> TASK INSTRUCTIONS: Strip out the pictures and output each remaining line of the data word for word.

> MATERIAL PROVIDED:

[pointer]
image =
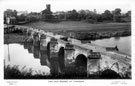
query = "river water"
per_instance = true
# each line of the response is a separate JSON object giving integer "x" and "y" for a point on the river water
{"x": 123, "y": 43}
{"x": 27, "y": 56}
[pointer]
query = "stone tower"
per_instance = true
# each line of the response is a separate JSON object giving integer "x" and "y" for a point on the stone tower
{"x": 48, "y": 7}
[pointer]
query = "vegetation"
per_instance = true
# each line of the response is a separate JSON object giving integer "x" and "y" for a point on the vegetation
{"x": 72, "y": 15}
{"x": 15, "y": 73}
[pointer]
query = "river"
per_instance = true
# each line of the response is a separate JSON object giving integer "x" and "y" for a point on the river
{"x": 27, "y": 56}
{"x": 123, "y": 43}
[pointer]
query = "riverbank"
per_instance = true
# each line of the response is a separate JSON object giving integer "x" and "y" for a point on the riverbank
{"x": 15, "y": 38}
{"x": 95, "y": 35}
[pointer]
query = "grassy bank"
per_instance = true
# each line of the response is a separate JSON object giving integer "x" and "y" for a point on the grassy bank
{"x": 15, "y": 38}
{"x": 80, "y": 26}
{"x": 15, "y": 73}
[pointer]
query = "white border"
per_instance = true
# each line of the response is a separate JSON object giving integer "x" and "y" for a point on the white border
{"x": 46, "y": 82}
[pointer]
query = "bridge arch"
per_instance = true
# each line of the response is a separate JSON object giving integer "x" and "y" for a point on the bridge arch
{"x": 81, "y": 60}
{"x": 110, "y": 74}
{"x": 61, "y": 57}
{"x": 48, "y": 49}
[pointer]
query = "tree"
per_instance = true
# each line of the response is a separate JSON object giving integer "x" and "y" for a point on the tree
{"x": 107, "y": 15}
{"x": 117, "y": 14}
{"x": 47, "y": 15}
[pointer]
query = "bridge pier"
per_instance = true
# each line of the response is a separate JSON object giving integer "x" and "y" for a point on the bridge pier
{"x": 53, "y": 48}
{"x": 36, "y": 39}
{"x": 93, "y": 63}
{"x": 69, "y": 55}
{"x": 43, "y": 43}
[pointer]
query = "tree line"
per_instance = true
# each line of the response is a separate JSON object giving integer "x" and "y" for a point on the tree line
{"x": 72, "y": 15}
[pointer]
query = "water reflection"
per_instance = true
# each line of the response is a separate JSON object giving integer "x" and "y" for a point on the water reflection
{"x": 39, "y": 60}
{"x": 121, "y": 42}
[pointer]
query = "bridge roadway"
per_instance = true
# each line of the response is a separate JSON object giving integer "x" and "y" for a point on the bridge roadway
{"x": 122, "y": 57}
{"x": 96, "y": 48}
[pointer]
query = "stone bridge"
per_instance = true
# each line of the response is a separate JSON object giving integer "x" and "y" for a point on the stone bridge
{"x": 73, "y": 52}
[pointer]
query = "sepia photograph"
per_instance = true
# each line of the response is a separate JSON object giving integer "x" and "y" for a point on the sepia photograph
{"x": 67, "y": 39}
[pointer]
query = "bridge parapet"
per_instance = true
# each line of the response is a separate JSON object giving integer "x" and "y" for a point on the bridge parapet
{"x": 69, "y": 54}
{"x": 93, "y": 63}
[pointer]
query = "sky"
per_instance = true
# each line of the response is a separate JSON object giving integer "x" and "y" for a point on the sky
{"x": 66, "y": 5}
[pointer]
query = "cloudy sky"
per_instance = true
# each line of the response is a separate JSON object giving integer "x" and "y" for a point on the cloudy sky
{"x": 65, "y": 5}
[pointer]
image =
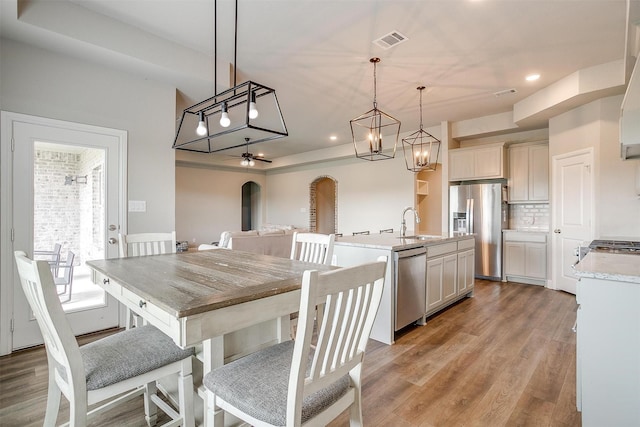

> RESPONSE TO THIS EXERCISE:
[pointer]
image =
query = "river water"
per_instance = true
# each line of the response is a separate JSON object giving integer "x" and "y" for a point on the river water
{"x": 123, "y": 43}
{"x": 27, "y": 56}
[pointer]
query = "stone tower"
per_instance = true
# each line of the response is a separate JSON object giving integer "x" and "y" for a point on the stone tower
{"x": 48, "y": 7}
[pointer]
query = "vegetation"
per_instance = true
# each line of the response is a separate JSON object giving integer "x" and "y" for a point on the vegetation
{"x": 72, "y": 15}
{"x": 15, "y": 73}
[pointer]
query = "river"
per_instance = true
# each line of the response is a separate JSON object giving integer "x" and "y" for a point on the river
{"x": 27, "y": 56}
{"x": 123, "y": 43}
[pointer]
query = "riverbank"
per_instance = true
# each line of the response is a separate JSON object giving integer "x" and "y" for a point on the riverbank
{"x": 15, "y": 38}
{"x": 95, "y": 35}
[pointer]
query = "grassy bank"
per_instance = true
# each line of the response is a separate JSON object giving integer "x" and "y" for a point on the grassy bank
{"x": 15, "y": 38}
{"x": 80, "y": 26}
{"x": 15, "y": 73}
[pointer]
query = "white border"
per_instance = true
# each line of the response is a separate JSON object giving integer "x" and "y" for a point on the white border
{"x": 46, "y": 82}
[pointer]
query = "bridge arch"
per_instance = true
# each line of the response is a separate JSON object giving integer "x" and "y" for a point on the bridge arch
{"x": 81, "y": 60}
{"x": 110, "y": 74}
{"x": 61, "y": 57}
{"x": 48, "y": 49}
[pointer]
query = "tree"
per_instance = true
# each line of the response is a separate JSON object giving integer "x" and "y" for a point on the tree
{"x": 107, "y": 15}
{"x": 117, "y": 14}
{"x": 47, "y": 15}
[pointer]
query = "bridge pier"
per_instance = true
# each line of the response is a separate JSON object giving integer "x" and "y" for a point on the bridge pier
{"x": 53, "y": 48}
{"x": 36, "y": 39}
{"x": 93, "y": 63}
{"x": 69, "y": 55}
{"x": 43, "y": 43}
[pointer]
query = "tree line"
per_instance = true
# each line of the response is a separate JSON object giving integer "x" and "y" for a point on the tree line
{"x": 72, "y": 15}
[pointer]
query = "water reflection"
per_instance = true
# each line of the response is a separate JSON object giving integer "x" and "y" for a point on the water reflection
{"x": 39, "y": 60}
{"x": 121, "y": 42}
[pointer]
query = "bridge roadway"
per_instance = true
# each line of the response is a separate JSON object giving integer "x" and "y" for a point on the bridge roadway
{"x": 122, "y": 57}
{"x": 96, "y": 48}
[pointer]
query = "stone bridge"
per_instance = true
# each line of the response is a separate JSON object giving integer "x" and "y" for a point on the stone bridge
{"x": 73, "y": 52}
[pointer]
query = "sepia photograph"
per_instance = true
# each line of the response is a separate JSON object giving integer "x" and "y" for a point on the sepia photograph
{"x": 67, "y": 39}
[pointer]
query = "bridge parapet"
per_instance = true
# each line of the response is a separate JSON object giving integer "x" and "y" for a point on the bridge parapet
{"x": 69, "y": 54}
{"x": 93, "y": 63}
[pointer]
query = "sky"
per_instance = true
# each line of the response is a separate JSON object giving integer "x" and "y" for a point on the sky
{"x": 66, "y": 5}
[pointer]
query = "cloudy sky"
per_instance = true
# each line of the response is a separate JSON object giving integer "x" and "y" for a point on the cloudy sky
{"x": 65, "y": 5}
[pointer]
image =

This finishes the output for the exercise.